SUPPLIED DATA -

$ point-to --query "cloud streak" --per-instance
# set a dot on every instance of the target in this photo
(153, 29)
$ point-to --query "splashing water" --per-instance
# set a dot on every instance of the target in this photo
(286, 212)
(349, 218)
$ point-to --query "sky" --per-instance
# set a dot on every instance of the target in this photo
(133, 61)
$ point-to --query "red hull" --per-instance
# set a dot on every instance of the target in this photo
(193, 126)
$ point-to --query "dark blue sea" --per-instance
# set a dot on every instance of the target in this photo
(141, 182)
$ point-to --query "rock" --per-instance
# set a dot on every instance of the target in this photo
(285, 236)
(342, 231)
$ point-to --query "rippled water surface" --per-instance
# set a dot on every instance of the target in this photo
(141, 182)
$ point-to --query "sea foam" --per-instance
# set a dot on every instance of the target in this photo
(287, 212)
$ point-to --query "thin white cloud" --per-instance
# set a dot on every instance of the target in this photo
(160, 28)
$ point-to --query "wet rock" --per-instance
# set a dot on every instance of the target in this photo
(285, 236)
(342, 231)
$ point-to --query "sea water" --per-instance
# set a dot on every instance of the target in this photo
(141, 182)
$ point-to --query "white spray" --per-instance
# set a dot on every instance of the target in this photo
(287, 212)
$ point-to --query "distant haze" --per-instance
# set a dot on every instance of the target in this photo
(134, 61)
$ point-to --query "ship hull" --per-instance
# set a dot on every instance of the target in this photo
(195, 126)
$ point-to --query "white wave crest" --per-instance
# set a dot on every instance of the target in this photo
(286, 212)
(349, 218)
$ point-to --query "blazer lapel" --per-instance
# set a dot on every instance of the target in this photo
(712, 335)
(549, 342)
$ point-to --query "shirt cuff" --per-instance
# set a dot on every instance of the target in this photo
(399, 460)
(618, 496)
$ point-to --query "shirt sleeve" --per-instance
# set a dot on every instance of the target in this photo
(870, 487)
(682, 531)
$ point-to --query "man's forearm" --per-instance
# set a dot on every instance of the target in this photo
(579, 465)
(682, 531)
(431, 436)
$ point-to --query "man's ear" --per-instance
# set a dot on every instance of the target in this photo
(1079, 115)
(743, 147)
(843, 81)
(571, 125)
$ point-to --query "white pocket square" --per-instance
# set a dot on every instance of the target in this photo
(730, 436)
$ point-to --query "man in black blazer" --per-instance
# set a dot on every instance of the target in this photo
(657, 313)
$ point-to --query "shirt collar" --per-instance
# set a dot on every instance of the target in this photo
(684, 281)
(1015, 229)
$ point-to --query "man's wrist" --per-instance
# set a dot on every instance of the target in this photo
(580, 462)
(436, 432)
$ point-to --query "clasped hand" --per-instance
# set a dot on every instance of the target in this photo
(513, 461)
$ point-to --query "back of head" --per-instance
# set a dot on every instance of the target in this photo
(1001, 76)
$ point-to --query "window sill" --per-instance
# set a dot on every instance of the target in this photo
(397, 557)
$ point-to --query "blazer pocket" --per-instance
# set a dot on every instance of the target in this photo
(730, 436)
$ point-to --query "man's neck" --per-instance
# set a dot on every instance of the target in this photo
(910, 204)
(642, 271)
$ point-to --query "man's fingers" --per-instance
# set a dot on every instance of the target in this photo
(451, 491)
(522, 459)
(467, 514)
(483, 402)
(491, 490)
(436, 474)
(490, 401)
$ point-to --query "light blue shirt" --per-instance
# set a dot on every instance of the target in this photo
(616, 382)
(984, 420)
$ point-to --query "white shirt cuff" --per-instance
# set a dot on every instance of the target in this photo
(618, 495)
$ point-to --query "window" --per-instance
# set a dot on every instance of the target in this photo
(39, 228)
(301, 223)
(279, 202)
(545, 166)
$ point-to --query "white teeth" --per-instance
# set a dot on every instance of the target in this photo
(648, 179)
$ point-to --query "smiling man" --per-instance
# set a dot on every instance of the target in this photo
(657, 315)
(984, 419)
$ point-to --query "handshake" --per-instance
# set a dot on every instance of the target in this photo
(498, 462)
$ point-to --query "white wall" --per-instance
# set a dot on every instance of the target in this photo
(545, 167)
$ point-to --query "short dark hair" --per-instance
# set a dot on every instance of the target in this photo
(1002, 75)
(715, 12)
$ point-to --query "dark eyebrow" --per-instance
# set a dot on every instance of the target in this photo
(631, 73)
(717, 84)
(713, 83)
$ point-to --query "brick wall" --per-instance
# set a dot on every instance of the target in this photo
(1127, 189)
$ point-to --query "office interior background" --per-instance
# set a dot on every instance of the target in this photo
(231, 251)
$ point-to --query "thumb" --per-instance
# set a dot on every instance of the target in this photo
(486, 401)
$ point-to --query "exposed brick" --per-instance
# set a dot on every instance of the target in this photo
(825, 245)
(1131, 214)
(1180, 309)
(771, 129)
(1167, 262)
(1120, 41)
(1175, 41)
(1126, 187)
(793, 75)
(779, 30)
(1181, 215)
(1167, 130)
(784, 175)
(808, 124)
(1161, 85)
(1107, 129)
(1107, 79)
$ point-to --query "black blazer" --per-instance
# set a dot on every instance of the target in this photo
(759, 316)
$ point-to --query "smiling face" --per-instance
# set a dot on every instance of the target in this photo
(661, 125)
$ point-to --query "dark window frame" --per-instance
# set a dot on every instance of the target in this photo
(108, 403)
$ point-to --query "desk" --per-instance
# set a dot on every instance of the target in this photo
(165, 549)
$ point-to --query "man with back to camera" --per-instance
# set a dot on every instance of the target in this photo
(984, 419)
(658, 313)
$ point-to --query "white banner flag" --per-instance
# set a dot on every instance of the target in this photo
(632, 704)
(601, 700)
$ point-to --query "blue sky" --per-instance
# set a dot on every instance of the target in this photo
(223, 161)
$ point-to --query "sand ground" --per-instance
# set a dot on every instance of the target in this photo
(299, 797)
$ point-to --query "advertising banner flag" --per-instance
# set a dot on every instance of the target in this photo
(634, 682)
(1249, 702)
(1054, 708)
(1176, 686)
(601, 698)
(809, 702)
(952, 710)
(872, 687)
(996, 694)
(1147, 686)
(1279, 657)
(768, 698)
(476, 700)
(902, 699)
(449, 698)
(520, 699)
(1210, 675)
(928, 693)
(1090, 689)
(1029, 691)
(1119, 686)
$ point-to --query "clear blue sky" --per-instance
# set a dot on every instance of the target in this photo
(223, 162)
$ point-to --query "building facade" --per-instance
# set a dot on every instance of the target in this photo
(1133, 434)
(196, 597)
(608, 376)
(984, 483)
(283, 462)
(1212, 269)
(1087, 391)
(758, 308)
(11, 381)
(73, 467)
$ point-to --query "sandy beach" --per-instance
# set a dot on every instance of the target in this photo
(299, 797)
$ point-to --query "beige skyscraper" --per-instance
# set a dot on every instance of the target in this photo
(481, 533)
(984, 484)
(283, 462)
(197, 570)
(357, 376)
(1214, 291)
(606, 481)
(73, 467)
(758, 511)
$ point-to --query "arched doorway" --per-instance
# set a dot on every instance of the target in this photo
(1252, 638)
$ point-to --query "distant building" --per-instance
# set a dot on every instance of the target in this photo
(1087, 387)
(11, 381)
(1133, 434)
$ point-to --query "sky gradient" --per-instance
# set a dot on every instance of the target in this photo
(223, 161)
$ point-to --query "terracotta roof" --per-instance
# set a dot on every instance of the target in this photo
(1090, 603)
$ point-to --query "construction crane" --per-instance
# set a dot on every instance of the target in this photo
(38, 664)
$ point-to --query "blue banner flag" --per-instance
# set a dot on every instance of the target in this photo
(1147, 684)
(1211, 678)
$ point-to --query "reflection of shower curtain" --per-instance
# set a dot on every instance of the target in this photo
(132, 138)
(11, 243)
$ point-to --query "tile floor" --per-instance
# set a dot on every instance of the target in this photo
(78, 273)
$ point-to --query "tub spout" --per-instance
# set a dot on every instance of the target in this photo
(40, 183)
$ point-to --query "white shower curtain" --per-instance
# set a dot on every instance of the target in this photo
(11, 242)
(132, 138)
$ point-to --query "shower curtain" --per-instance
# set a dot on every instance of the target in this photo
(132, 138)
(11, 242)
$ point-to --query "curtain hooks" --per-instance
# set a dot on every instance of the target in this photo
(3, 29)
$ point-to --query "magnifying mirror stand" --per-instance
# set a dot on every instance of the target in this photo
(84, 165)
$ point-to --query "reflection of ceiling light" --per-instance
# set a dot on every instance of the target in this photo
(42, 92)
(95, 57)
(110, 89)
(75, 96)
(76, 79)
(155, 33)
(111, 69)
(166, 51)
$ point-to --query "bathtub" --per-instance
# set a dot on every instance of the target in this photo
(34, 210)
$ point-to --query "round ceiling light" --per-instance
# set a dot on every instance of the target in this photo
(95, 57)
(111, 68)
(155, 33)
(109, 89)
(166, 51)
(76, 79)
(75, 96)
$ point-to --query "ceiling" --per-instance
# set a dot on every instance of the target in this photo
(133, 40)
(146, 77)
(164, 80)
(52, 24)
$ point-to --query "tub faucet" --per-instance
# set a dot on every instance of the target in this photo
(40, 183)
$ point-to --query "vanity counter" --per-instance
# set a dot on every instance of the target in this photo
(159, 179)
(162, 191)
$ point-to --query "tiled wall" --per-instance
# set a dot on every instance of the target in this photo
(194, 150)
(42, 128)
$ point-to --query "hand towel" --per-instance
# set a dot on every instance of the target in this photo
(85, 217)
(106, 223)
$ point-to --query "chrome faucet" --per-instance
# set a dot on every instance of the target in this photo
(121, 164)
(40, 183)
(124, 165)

EXERCISE DIRECTIONS - Wherever the word "banner" appears in the entries above, copy that line.

TASK RESULT -
$ point-to --query "white banner flag" --per-instance
$ point-to --query "advertising banner flag" --per-instance
$ point-to --query "blue banner flag" --per-instance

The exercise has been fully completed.